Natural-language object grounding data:
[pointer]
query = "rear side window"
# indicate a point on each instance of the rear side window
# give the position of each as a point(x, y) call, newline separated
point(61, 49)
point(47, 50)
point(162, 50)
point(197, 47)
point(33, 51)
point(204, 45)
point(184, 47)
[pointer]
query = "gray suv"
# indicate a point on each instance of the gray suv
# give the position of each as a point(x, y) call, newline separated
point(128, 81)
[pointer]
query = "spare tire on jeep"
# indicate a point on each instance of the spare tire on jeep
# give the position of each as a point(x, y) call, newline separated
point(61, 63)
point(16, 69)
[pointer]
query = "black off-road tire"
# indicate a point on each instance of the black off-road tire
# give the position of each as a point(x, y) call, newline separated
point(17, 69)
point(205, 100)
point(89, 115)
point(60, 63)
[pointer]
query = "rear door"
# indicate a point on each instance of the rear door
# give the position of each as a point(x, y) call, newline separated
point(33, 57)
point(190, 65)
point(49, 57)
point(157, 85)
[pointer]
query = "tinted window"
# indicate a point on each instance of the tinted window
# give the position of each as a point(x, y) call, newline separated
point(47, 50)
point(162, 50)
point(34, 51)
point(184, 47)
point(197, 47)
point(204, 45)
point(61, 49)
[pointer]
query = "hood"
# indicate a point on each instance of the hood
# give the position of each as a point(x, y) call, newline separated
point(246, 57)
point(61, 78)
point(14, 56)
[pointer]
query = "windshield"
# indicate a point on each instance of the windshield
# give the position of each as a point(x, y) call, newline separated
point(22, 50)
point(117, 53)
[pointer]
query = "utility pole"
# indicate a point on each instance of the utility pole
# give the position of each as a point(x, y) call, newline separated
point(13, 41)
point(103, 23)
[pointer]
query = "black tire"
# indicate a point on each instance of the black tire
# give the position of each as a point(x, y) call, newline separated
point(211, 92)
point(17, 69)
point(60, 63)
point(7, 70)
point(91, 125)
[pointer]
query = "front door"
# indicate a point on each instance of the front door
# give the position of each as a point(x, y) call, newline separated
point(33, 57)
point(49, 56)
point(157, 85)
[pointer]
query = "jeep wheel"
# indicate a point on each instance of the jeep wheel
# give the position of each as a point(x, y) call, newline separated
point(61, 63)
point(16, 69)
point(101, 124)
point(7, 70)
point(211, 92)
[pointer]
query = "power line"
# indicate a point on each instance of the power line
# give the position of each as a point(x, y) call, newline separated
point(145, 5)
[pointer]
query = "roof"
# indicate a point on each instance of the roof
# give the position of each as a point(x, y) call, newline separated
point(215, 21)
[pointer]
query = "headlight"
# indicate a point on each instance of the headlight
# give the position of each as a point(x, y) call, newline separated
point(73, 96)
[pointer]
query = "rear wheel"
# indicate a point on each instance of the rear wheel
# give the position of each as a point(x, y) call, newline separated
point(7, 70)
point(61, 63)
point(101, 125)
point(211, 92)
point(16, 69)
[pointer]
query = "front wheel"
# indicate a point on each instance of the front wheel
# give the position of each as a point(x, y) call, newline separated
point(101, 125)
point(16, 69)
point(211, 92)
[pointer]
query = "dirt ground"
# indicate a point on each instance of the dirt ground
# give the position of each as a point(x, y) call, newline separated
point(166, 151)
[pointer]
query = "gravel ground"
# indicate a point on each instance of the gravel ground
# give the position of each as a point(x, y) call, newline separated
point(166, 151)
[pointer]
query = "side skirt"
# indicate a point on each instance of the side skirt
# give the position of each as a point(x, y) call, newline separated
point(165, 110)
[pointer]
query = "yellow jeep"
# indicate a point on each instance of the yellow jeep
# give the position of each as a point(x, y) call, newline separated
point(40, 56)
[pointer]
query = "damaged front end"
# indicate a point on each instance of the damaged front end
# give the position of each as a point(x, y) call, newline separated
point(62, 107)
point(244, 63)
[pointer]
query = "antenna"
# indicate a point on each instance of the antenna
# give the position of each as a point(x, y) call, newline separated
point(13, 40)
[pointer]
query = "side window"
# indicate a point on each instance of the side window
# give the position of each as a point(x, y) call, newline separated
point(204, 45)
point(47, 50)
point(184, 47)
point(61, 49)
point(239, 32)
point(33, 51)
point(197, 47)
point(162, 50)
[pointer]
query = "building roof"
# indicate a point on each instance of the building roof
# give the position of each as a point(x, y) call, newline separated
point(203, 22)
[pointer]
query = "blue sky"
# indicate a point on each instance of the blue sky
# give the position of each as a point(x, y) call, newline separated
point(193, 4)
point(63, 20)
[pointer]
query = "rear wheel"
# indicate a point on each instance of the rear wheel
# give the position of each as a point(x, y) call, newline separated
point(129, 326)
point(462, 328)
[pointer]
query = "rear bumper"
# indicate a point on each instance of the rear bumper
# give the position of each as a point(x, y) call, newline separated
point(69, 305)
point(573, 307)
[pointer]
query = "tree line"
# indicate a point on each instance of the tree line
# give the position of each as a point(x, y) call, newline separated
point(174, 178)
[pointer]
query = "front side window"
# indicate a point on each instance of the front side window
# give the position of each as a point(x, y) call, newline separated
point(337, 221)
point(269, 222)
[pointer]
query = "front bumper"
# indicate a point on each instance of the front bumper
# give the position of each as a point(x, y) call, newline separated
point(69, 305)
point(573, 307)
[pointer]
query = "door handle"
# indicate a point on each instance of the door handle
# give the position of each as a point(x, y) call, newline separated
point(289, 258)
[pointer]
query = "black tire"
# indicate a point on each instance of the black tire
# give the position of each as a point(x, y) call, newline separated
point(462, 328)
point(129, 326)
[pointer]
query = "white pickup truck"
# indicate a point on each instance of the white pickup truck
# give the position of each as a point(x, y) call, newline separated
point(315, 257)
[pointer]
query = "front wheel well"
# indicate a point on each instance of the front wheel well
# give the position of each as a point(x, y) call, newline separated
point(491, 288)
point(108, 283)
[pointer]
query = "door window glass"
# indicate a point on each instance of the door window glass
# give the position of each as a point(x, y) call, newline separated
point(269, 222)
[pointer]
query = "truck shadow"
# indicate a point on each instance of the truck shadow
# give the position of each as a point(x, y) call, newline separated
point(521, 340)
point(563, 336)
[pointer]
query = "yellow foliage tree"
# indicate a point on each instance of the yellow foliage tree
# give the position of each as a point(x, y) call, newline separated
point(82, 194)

==

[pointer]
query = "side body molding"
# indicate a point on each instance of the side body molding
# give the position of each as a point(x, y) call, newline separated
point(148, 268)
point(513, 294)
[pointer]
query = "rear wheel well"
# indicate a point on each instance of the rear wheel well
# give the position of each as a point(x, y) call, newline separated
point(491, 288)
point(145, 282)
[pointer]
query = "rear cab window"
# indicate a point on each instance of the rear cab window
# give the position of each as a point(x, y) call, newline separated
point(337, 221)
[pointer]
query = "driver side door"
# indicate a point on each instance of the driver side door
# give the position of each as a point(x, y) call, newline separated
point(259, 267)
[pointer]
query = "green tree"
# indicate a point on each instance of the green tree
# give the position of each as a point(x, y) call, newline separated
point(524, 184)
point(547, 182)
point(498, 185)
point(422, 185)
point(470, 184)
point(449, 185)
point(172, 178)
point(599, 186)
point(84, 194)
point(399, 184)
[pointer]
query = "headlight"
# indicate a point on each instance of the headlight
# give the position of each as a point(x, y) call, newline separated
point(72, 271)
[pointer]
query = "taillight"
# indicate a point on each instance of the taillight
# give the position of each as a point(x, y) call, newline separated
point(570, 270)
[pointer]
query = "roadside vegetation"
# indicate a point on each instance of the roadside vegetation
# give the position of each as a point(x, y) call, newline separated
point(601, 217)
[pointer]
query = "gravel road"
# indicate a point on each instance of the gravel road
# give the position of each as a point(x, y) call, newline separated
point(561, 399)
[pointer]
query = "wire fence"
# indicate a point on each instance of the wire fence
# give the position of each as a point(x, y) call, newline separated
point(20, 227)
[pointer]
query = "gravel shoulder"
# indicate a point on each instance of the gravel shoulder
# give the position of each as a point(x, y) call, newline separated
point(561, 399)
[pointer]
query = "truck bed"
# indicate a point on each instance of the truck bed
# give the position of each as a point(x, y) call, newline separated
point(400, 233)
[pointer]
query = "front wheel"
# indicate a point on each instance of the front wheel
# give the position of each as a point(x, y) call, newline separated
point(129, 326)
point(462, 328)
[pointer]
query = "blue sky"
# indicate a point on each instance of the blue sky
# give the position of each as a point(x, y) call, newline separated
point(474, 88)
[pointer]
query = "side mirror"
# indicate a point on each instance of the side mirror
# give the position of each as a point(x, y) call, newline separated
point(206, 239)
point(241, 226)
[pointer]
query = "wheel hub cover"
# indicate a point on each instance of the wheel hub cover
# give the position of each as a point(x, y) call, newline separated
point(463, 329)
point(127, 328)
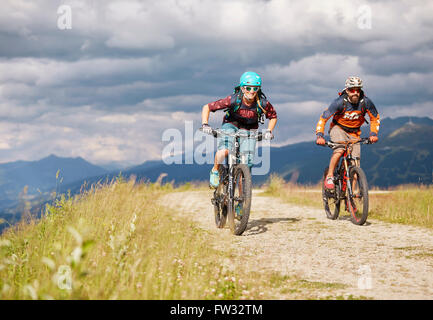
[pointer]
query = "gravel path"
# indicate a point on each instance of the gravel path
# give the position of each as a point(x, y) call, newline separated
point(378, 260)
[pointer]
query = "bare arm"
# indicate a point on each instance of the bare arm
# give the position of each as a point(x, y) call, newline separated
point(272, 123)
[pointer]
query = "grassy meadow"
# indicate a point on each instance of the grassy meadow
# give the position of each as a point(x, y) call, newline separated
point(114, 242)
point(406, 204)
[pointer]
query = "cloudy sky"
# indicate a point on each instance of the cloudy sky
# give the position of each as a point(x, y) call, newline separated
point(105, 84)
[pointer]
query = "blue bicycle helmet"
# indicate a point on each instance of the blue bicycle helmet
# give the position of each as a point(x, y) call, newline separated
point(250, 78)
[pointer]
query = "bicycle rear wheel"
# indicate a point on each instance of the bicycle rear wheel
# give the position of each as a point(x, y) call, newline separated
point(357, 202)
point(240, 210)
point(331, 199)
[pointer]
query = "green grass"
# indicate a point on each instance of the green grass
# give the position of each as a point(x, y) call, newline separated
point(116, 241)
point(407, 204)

==

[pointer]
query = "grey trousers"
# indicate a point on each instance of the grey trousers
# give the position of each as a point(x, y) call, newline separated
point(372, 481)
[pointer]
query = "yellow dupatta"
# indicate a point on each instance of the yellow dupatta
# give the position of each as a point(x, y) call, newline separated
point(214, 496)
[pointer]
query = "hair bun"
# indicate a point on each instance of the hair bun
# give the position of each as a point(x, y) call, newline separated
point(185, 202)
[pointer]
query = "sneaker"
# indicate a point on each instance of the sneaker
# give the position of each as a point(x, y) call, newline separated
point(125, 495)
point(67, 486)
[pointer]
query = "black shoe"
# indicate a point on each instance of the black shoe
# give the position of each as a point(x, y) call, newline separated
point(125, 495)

**What you need to do**
Wherever "dirt" appears in a line of the entries, copy that line.

**Answer to this task**
query = "dirt ground"
# indicate a point on each instance of the dirt ground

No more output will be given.